### The data
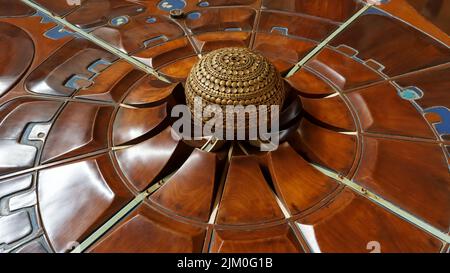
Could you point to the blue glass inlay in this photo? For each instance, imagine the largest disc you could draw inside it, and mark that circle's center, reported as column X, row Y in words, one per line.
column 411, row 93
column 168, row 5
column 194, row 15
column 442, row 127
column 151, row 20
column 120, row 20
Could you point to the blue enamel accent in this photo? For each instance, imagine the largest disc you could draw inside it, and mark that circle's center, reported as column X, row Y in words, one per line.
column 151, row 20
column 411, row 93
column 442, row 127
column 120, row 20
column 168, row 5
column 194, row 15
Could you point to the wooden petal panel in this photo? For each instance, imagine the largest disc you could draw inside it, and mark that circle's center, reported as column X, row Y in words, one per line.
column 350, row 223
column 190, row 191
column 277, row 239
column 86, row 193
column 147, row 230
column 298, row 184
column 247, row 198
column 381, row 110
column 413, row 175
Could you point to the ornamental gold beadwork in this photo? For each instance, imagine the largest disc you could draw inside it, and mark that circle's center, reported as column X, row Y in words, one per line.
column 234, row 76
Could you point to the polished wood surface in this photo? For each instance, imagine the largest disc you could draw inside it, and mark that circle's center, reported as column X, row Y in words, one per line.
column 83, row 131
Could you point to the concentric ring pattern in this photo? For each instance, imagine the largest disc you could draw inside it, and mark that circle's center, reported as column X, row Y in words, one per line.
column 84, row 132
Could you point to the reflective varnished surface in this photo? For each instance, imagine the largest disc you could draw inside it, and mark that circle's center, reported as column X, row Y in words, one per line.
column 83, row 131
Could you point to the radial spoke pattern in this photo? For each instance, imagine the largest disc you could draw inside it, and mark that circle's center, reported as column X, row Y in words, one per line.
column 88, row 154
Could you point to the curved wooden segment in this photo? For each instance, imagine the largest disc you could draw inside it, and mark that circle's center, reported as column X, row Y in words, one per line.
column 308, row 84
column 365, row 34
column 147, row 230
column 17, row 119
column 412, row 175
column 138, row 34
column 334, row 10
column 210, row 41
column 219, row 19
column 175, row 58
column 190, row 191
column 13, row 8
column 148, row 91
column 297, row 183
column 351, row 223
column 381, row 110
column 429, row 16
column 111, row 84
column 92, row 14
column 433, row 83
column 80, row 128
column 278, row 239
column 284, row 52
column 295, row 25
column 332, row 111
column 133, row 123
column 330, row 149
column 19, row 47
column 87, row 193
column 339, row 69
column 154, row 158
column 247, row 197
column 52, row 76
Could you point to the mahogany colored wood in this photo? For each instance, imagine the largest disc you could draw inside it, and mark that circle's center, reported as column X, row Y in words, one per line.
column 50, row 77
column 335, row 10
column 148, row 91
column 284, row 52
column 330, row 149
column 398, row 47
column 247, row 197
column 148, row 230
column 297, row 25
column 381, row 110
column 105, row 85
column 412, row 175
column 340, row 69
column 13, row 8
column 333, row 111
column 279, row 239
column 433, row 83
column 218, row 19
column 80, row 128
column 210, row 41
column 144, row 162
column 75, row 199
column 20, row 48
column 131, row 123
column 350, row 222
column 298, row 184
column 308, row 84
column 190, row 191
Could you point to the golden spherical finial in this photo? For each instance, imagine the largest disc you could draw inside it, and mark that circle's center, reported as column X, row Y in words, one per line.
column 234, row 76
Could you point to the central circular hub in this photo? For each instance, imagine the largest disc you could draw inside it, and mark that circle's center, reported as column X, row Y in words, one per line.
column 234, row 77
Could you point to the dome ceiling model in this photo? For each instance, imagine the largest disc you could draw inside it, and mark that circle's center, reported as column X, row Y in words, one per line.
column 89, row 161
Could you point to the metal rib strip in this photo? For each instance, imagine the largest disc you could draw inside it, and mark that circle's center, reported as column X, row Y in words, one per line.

### What the exercise asks
Copy the entries exactly. Leave the pictures out.

### Response to this exercise
Could you point to the blue glass inlay in this photo? For each instance, imagine the largest disc you could draw inside it, and mark that circle's center, reported as column X, row Y in words, one per line.
column 411, row 93
column 168, row 5
column 194, row 15
column 442, row 127
column 151, row 20
column 120, row 20
Could you point to the blue enamel accent in this photo? For each instance, imagine the largest disc you could draw inside it, and mark that circle's center, reported as column X, row Y in words, one per line.
column 151, row 20
column 411, row 93
column 442, row 127
column 120, row 20
column 168, row 5
column 194, row 15
Could you point to the wooden petal panel in this photo? For each instance, imagine the largest disc you could draw inside it, and mark that circle's center, reported as column X, row Y in words, one per line.
column 350, row 223
column 190, row 191
column 277, row 239
column 86, row 193
column 147, row 230
column 298, row 184
column 247, row 198
column 381, row 110
column 413, row 175
Could you point to the ornamental gold beadwork in this photo? For each instance, imagine the largest disc you could draw inside it, and mark that circle's center, reported as column X, row Y in words, one per line.
column 234, row 76
Could you point to the polished wood surface in this photo? For each instance, imagine the largest disc you could draw inside it, and mark that circle's center, reported as column X, row Y in words, one per line.
column 83, row 131
Could you point to the concentric ring pattern in this photo? For each instance, imagine the largest disc you could draw inside it, and mark that circle's center, reported as column X, row Y in words, one per line.
column 84, row 132
Could you point to the reflective varnished surface in this photo? For each instance, imagine the largest disc you could draw inside it, and mark that circle's center, reported as column X, row Y in words, one per line.
column 83, row 131
Could you point to the radial spoke pattern in this photo? For each instance, imagine the largest disc you could draw inside it, and mark that circle's center, reported as column X, row Y in words, one per line.
column 88, row 154
Could you point to the curved wooden segment in this photo? For each instance, imagine the largest disc you could draw inside it, and mark that circle's center, reported as column X, row Y in words, one per line.
column 308, row 84
column 365, row 34
column 147, row 230
column 17, row 119
column 412, row 175
column 138, row 34
column 334, row 10
column 210, row 41
column 219, row 19
column 175, row 58
column 190, row 191
column 13, row 8
column 148, row 91
column 297, row 183
column 351, row 223
column 381, row 110
column 429, row 16
column 111, row 84
column 92, row 14
column 433, row 83
column 80, row 128
column 278, row 239
column 284, row 52
column 295, row 25
column 332, row 111
column 133, row 123
column 330, row 149
column 19, row 47
column 87, row 193
column 339, row 69
column 154, row 158
column 247, row 197
column 52, row 76
Could you point to the mahogany colored wood in this photo? For each instance, imagine the largest disc you could draw inside it, and mark that circle's center, reported as column X, row Y in words, one per line.
column 50, row 77
column 335, row 10
column 148, row 91
column 284, row 52
column 330, row 149
column 398, row 47
column 247, row 197
column 148, row 230
column 297, row 25
column 381, row 110
column 105, row 85
column 412, row 175
column 340, row 69
column 13, row 8
column 333, row 111
column 279, row 239
column 433, row 83
column 218, row 19
column 80, row 128
column 210, row 41
column 144, row 162
column 75, row 199
column 20, row 48
column 131, row 123
column 350, row 222
column 298, row 184
column 308, row 84
column 190, row 191
Could you point to the golden spherical finial in this photo? For each instance, imagine the largest disc you could draw inside it, and mark that circle's center, reported as column X, row Y in words, one per line.
column 234, row 76
Could you point to the central circular hub in this photo? For each instance, imagine the largest disc you could draw inside it, and mark that circle's center, reported as column X, row Y in words, one per line.
column 234, row 77
Could you point to the dome ceiling model in this photo? For each instance, imagine the largest disc you could draw inside it, and mark that circle's center, reported as column X, row Y in words, one per line.
column 89, row 161
Could you point to the metal rib strip in this photo? For each instance, imagine the largest disc you could draw inside it, and mark that circle's center, reported as column X, row Y in words, one per line.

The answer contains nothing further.